> _Exercise aim_
Revise the data below by replacing "pixel coordinates" with "image coordinates" wherever it occurs, keeping every other line the same. Omit the pictures from your answer.
___ Records supplied
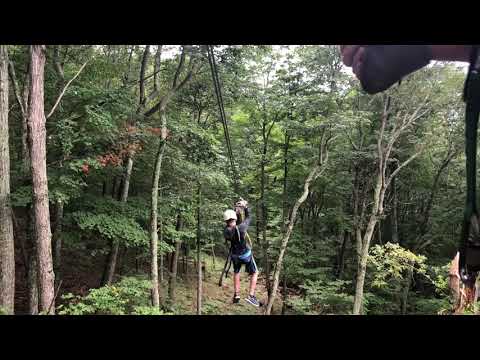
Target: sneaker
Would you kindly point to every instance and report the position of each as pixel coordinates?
(252, 300)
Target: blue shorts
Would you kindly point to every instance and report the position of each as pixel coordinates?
(245, 259)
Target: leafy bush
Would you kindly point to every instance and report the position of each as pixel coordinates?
(323, 297)
(129, 296)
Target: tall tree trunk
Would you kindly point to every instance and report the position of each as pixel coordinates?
(314, 174)
(394, 215)
(7, 259)
(154, 223)
(161, 253)
(341, 255)
(405, 292)
(199, 258)
(264, 220)
(173, 275)
(122, 195)
(32, 278)
(37, 139)
(57, 241)
(284, 301)
(114, 186)
(111, 263)
(154, 211)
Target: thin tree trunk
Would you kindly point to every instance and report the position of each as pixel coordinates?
(341, 256)
(317, 170)
(7, 259)
(111, 263)
(114, 186)
(32, 278)
(32, 284)
(173, 275)
(161, 253)
(122, 195)
(57, 241)
(264, 218)
(284, 304)
(199, 259)
(394, 215)
(405, 292)
(37, 139)
(154, 224)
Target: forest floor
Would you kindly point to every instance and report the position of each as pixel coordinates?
(82, 272)
(218, 300)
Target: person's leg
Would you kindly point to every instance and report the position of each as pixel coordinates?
(236, 283)
(236, 280)
(253, 283)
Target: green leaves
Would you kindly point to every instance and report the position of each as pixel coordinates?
(392, 262)
(113, 227)
(130, 296)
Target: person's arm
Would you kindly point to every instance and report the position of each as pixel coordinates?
(451, 52)
(243, 227)
(380, 66)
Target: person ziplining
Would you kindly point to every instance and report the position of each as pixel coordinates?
(378, 67)
(240, 249)
(240, 252)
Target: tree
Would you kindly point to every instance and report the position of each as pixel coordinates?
(7, 259)
(37, 140)
(382, 181)
(314, 174)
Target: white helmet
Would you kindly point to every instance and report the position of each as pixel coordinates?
(229, 215)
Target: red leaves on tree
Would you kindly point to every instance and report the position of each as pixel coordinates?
(85, 169)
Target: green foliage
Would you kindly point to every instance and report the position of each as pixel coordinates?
(393, 263)
(323, 297)
(113, 227)
(129, 296)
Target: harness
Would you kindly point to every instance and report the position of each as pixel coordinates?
(469, 247)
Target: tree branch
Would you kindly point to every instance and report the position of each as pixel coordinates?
(11, 71)
(65, 89)
(179, 68)
(405, 163)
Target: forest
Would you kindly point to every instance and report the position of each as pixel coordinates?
(117, 163)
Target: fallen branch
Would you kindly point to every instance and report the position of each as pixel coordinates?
(65, 89)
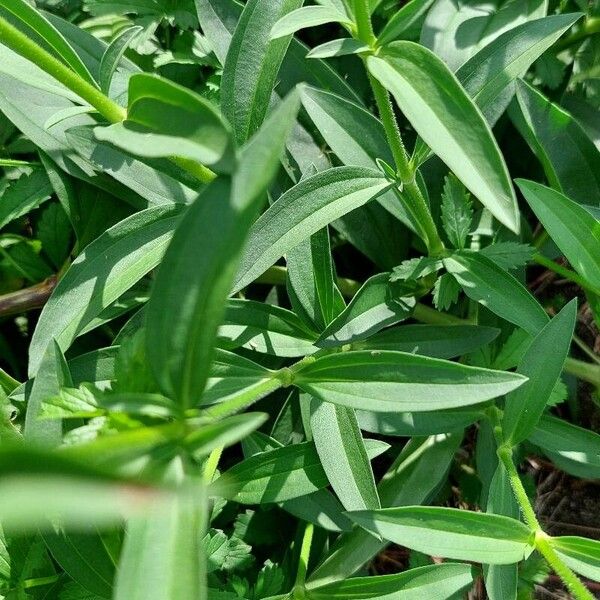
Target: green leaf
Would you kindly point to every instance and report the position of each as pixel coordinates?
(39, 28)
(442, 582)
(371, 309)
(455, 32)
(314, 296)
(113, 55)
(509, 255)
(571, 227)
(167, 543)
(52, 375)
(385, 381)
(237, 381)
(483, 281)
(225, 433)
(302, 211)
(265, 328)
(343, 456)
(408, 424)
(24, 195)
(457, 212)
(451, 533)
(581, 554)
(307, 16)
(277, 475)
(405, 18)
(274, 476)
(102, 273)
(571, 448)
(542, 364)
(445, 117)
(570, 159)
(489, 76)
(341, 47)
(166, 119)
(188, 298)
(413, 478)
(252, 64)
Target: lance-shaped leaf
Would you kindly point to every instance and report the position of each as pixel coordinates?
(341, 47)
(573, 449)
(24, 195)
(371, 309)
(302, 211)
(167, 543)
(106, 269)
(414, 477)
(188, 299)
(307, 16)
(252, 64)
(432, 581)
(542, 364)
(341, 450)
(455, 32)
(445, 117)
(265, 328)
(488, 76)
(311, 281)
(439, 341)
(408, 15)
(574, 230)
(406, 424)
(485, 282)
(384, 381)
(38, 27)
(569, 158)
(237, 379)
(451, 533)
(113, 55)
(581, 554)
(166, 119)
(277, 475)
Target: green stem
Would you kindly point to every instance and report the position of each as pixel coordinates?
(364, 26)
(505, 455)
(566, 273)
(303, 561)
(569, 578)
(21, 44)
(411, 196)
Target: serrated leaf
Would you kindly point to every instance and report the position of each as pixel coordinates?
(457, 212)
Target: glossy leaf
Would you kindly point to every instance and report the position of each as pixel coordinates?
(165, 119)
(574, 229)
(445, 117)
(483, 281)
(435, 581)
(249, 76)
(306, 16)
(581, 554)
(452, 533)
(342, 452)
(542, 364)
(119, 258)
(372, 308)
(302, 211)
(570, 159)
(384, 381)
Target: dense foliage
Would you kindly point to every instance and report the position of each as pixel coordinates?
(270, 301)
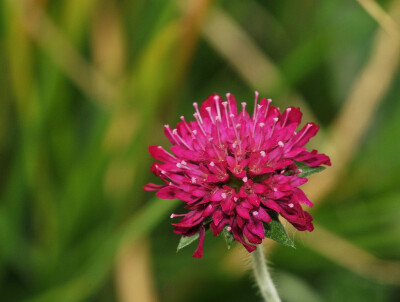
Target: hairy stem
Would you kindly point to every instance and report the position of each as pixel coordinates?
(263, 278)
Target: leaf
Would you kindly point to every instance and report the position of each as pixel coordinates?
(276, 231)
(185, 241)
(307, 170)
(228, 237)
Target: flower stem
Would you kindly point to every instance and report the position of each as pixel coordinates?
(263, 278)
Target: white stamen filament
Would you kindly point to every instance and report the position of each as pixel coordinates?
(225, 104)
(256, 94)
(198, 112)
(210, 115)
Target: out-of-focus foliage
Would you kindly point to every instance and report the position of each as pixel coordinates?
(85, 86)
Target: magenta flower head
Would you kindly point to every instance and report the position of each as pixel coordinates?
(237, 173)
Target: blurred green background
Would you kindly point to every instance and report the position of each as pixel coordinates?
(86, 86)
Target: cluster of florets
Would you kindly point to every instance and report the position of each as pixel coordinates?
(233, 170)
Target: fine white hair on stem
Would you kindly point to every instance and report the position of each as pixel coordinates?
(263, 277)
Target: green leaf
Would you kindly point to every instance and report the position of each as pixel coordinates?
(276, 231)
(185, 241)
(307, 170)
(228, 237)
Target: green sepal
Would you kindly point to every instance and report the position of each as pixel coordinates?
(276, 231)
(229, 239)
(185, 241)
(307, 170)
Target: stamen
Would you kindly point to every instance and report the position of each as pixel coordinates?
(255, 119)
(197, 111)
(229, 96)
(217, 122)
(256, 94)
(216, 99)
(198, 117)
(170, 133)
(176, 215)
(302, 135)
(210, 115)
(275, 119)
(186, 125)
(266, 111)
(225, 104)
(243, 108)
(286, 116)
(175, 132)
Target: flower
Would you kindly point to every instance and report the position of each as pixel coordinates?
(234, 171)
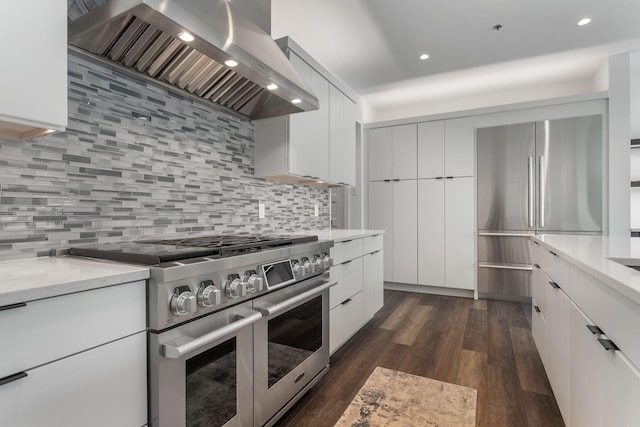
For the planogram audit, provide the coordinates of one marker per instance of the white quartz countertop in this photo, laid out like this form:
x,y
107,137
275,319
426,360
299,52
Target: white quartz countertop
x,y
32,279
341,234
593,254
______
> _Reply to the exercise_
Target: sneaker
Would you kindly point to every instance and report the position of each as image coordinates?
(252, 300)
Target: blue shorts
Would you kindly point to every instance and report the position of each as image coordinates?
(245, 259)
Target: leafy bush
Would you kindly point to every instance and report the position of each as image coordinates?
(323, 297)
(129, 296)
Target: tall tree trunk
Would you kindly point to every instance and report the position of each as image coordinates?
(314, 174)
(394, 215)
(7, 259)
(154, 223)
(161, 253)
(341, 255)
(405, 292)
(199, 258)
(264, 220)
(173, 275)
(122, 195)
(32, 278)
(37, 139)
(57, 241)
(284, 301)
(114, 186)
(111, 263)
(154, 211)
Target: thin tree trunk
Would you kindly point to every instance and report the position of each as image coordinates?
(341, 256)
(317, 170)
(7, 259)
(111, 263)
(114, 186)
(32, 278)
(32, 284)
(173, 275)
(161, 253)
(122, 195)
(57, 241)
(264, 218)
(284, 304)
(199, 259)
(394, 215)
(405, 292)
(37, 139)
(154, 224)
Target: forest floor
Would you kindly point to every instance and report the position of each as image coordinates?
(82, 272)
(218, 300)
Target: person's leg
Would you kindly point to every instance and report the position of each as image coordinates?
(236, 283)
(236, 280)
(253, 283)
Target: green leaves
Would you kindly point to every instance and report the position of each as image coordinates?
(392, 262)
(113, 227)
(130, 296)
Target: person's arm
Would you kindly point to every instance and report the position of each as image coordinates?
(451, 52)
(243, 227)
(380, 66)
Target: person ziplining
Would you kindly point to every instance and report the position of each as image coordinates?
(378, 67)
(240, 249)
(240, 252)
Target: tree
Would you kindly point to every instance and report the position of each as image coordinates?
(7, 259)
(37, 140)
(382, 181)
(314, 174)
Target: white helmet
Would you kindly point to every instance and report the position of each as image coordinates?
(229, 215)
Target: red leaves on tree
Would you kindly point to every instance and report the position of each as image coordinates?
(85, 169)
Target: green foliage
Would you kindly point to every instance and report the position of each as image coordinates?
(393, 263)
(323, 297)
(113, 227)
(129, 296)
Target: harness
Would you kindly point to every instance and report the position of each as image coordinates?
(469, 247)
Target: tree branch
Would you kindly point to every instance and report the position of each as image coordinates?
(11, 71)
(65, 89)
(179, 68)
(405, 163)
Target: forest
Would you kindly point to every instance and report the position of each as image coordinates?
(117, 163)
Target: fallen branch
Would you kindly point to every instance and report the position of each as image coordinates?
(65, 89)
Target: green leaf
Would you kindly point to every instance and report the position of each as image coordinates?
(39, 28)
(442, 582)
(371, 309)
(455, 32)
(314, 296)
(113, 55)
(509, 255)
(571, 227)
(167, 543)
(52, 375)
(385, 381)
(237, 381)
(483, 281)
(225, 433)
(302, 211)
(265, 328)
(343, 456)
(408, 424)
(24, 195)
(457, 212)
(451, 533)
(581, 554)
(307, 16)
(277, 475)
(405, 18)
(274, 476)
(102, 273)
(571, 448)
(542, 364)
(445, 117)
(570, 159)
(489, 76)
(341, 47)
(166, 119)
(188, 298)
(413, 478)
(252, 64)
Target: lance-shaped leaf
Would you kindly point to every instance and report the position of each as image coordinates?
(341, 47)
(573, 449)
(24, 195)
(371, 309)
(302, 211)
(167, 543)
(106, 269)
(414, 477)
(188, 299)
(307, 16)
(252, 64)
(432, 581)
(542, 364)
(341, 450)
(455, 32)
(445, 117)
(265, 328)
(488, 76)
(311, 281)
(439, 341)
(408, 15)
(574, 230)
(406, 424)
(485, 282)
(384, 381)
(38, 27)
(569, 158)
(237, 379)
(451, 533)
(113, 55)
(581, 554)
(166, 119)
(277, 475)
Target: green stem
Would you kindly point to every instance and report the position of each as image coordinates?
(364, 26)
(505, 455)
(566, 273)
(303, 561)
(569, 578)
(21, 44)
(411, 196)
Target: serrated leaf
Would you kindly point to every instance and report the position of each as image coordinates?
(457, 212)
Target: glossy leaf
Would you kindly point to every instance and report the position of each as image coordinates?
(165, 119)
(574, 229)
(445, 117)
(483, 281)
(435, 581)
(249, 76)
(306, 16)
(581, 554)
(452, 533)
(342, 452)
(542, 364)
(119, 258)
(372, 308)
(302, 211)
(570, 159)
(384, 381)
Target: dense foliage
Would you kindly point to every instance and report the position of each as image coordinates?
(270, 301)
Target: hairy stem
Would you kindly point to every instance and report the position of each as image coordinates?
(263, 278)
Target: leaf
Would you kindly point to every instance and report the position of each as image coordinates?
(276, 231)
(185, 241)
(307, 170)
(228, 237)
Target: flower stem
Would you kindly point to every instance and report the position of each as image coordinates?
(263, 278)
Target: white stamen filament
Would you kindly point to every instance and report the position of each as image coordinates?
(225, 104)
(256, 94)
(198, 112)
(210, 115)
Target: out-of-focus foliage
Would you kindly point to every instance and report the position of each as image coordinates?
(85, 86)
Target: magenta flower head
Would you kindly point to every instance and report the position of each as image coordinates?
(237, 173)
Target: blurred green background
Would you kindly point to every instance and report the position of each as image coordinates?
(86, 86)
Target: cluster of florets
Would you kindly point to every instance and report the position of each as image coordinates?
(233, 170)
Target: fine white hair on stem
Would you kindly point to every instance and report the position of each as image coordinates?
(263, 277)
Target: green leaf
Would you kindly point to every instance and report the position of each as image coordinates?
(276, 231)
(185, 241)
(307, 170)
(228, 237)
Target: green sepal
Would you kindly point to every instance and report the position of each as image coordinates?
(276, 231)
(229, 239)
(185, 241)
(307, 170)
Target: stamen
Would you kindly point to every instance and report the position of each as image coordinates?
(255, 119)
(197, 111)
(229, 96)
(217, 122)
(256, 94)
(216, 99)
(198, 117)
(170, 133)
(176, 215)
(302, 135)
(210, 115)
(275, 119)
(186, 125)
(266, 111)
(225, 104)
(243, 108)
(286, 116)
(175, 132)
Target: flower
Would you kindly point to every instance and report the position of each as image coordinates?
(234, 171)
For the planogram audit, provide the coordinates of one marker per instance of the white quartz countertop in this photo, laid out like this form:
x,y
107,137
275,319
426,360
299,52
Target: white quartz countertop
x,y
32,279
341,234
593,254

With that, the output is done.